- _Passage provided_
---+---

Have you noticed that the liberal left keeps someone in their cross hairs at all times? They are like the bully on the playground who always has to make a spectacle out of the kid least likely to fight back. Their tactics are the same; isolate, belittle, degrade.

Take David Letterman for example, once a funny young man, now an obviously bitter old man trying to keep his ratings up with political jokes, by vilification of the President of the United States. With republicans out of office, thats no longer in vogue. So he looks around the playground and targets the new girl–Sarah Palin (and her daughter). The Letterman assault is a perfect example of how liberals attack and destroy– with a smile.

At long last, after public outrage, last week Letterman issued his apology–and it is accepted. May I point out that it took two tries? The first round, Palin didnt buy it–and rightfully so. It was a sorry excuse for an apology. By deflecting criticism in saying that his joke was not about her 14 year-old daughter, but rather about her 18 year-old daughter shows he is completely oblivious to the fact that her daughters, at any age, should never be target of crude sexual jokes.

Tina Brown, of The Daily Beast wrote a piece titled, What Hillary Can Teach Sarah Palin. Ms. Brown joins Letterman as a classroom example of how those in liberal media/entertainment expose their belief system–and impose it.

---+---

- _Data listing_

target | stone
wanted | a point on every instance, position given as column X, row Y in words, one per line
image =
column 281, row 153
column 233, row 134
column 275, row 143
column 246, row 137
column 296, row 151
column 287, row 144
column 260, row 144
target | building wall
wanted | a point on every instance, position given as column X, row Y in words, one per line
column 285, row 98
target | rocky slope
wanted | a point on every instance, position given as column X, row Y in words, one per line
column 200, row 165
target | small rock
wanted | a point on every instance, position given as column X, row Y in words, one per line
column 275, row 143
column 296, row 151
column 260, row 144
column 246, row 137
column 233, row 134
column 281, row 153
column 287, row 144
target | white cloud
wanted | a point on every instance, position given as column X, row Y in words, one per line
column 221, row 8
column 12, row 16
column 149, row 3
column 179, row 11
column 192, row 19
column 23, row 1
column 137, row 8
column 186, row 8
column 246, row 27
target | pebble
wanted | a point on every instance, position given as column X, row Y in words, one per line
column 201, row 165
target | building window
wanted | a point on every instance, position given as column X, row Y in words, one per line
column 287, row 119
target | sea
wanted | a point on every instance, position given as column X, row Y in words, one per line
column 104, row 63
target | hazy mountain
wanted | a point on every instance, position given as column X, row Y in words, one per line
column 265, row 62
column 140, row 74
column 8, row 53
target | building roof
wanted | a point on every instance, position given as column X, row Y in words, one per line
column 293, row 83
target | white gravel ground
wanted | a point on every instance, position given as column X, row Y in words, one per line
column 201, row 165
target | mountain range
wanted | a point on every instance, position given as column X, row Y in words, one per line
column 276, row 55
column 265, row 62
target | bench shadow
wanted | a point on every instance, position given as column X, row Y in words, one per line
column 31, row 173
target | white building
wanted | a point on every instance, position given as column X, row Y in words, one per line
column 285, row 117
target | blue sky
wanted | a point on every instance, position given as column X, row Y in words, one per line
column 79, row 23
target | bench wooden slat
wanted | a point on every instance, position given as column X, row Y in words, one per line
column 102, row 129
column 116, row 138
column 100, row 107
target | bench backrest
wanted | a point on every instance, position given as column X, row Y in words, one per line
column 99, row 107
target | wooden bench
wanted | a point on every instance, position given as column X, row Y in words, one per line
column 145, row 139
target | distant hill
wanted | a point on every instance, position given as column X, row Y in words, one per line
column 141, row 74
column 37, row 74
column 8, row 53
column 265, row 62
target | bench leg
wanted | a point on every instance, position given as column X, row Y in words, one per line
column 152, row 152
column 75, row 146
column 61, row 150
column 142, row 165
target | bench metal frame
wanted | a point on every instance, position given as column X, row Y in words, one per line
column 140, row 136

---+---

- _Instruction 1_
Please transcribe from the opinion piece on Letterman and Palin, starting with "At long last, after" and going on through "system–and impose it.".
- _Instruction 2_
Summarize the opinion piece on Letterman and Palin in two sentences.
- _Instruction 3_
Write the next part of the opinion piece on Letterman and Palin, picking up after its final sentence.

- _Exercise response 1_
At long last, after public outrage, last week Letterman issued his apology–and it is accepted. May I point out that it took two tries? The first round, Palin didnt buy it–and rightfully so. It was a sorry excuse for an apology. By deflecting criticism in saying that his joke was not about her 14 year-old daughter, but rather about her 18 year-old daughter shows he is completely oblivious to the fact that her daughters, at any age, should never be target of crude sexual jokes.

Tina Brown, of The Daily Beast wrote a piece titled, What Hillary Can Teach Sarah Palin. Ms. Brown joins Letterman as a classroom example of how those in liberal media/entertainment expose their belief system–and impose it.

- _Exercise response 2_
The opinion piece claims that the liberal left, like a playground bully, always keeps someone in its cross hairs and uses isolation, belittling, and degradation, with David Letterman's jokes about Sarah Palin and her daughter as an example. It calls his first apology a sorry excuse because her daughters should never be targets of crude sexual jokes at any age, and it names Tina Brown of The Daily Beast with him as showing how liberal media and entertainment expose and impose their beliefs.

- _Exercise response 3_
Brown wrote of her observance of Melanne Verveer being sworn in by Hillary Clinton as ambassador-at-large for global women’s issues. She writes, “Standing in the grand Benjamin Franklin Rooms amidst a sea of some 400 animated guests, most of them unostentatious women of stature and purpose, I felt someone should pluck the combustible Alaskan away from whatever rancid talk show she was headed for and make her watch a vignette of what real female power looks like.”

Aside from the slight by implicating that Palin has been on a round of talk shows (and this is a bad thing)– which she hasn’t– the “make her watch a vignette of what real female power looks like” comment is an astounding display of arrogance.

First of all, Sarah Palin is the Governor of Alaska. She was chosen as a presidential running mate in the Republican Party. I don’t know of Hillary rising on her own to anything other than Senator of New York. Even there, Ms. Clinton rode into politics on her husband’s coattails– the very definition of what feminists detest. There is a difference between powerful women and power hungry women.

Brown goes on to write, “The scene was a great snapshot of two battle-tested empty nesters, both handsome blown-out blondes in their early 60s, both wearing consummately safe alpha-female pantsuits, (Hillary in self-possessed powder blue, her new ambassador in respectful grey.)”

Self-possessed powered blue and respectful grey. Rare colors obviously found only in alpha-female pantsuits. Apparently, not available where Sarah Palin rented her wardrobe for the campaign trail–now returned.

Brown continues, “Does anyone believe that Palin really, truly thought Letterman’s sexual joke was about her 14-year-old daughter, Willow, not her 18-year-old, Bristol…?”

Why would anyone think any differently? He didn’t name her, but it was said about the daughter that was with her at the ball game– thus, Willow.

She continues, “Letterman’s joke may not have been his finest hour, but at least he swiftly apologized. Meanwhile, the nation’s hockey mom scores another goal for intellectual dishonesty.”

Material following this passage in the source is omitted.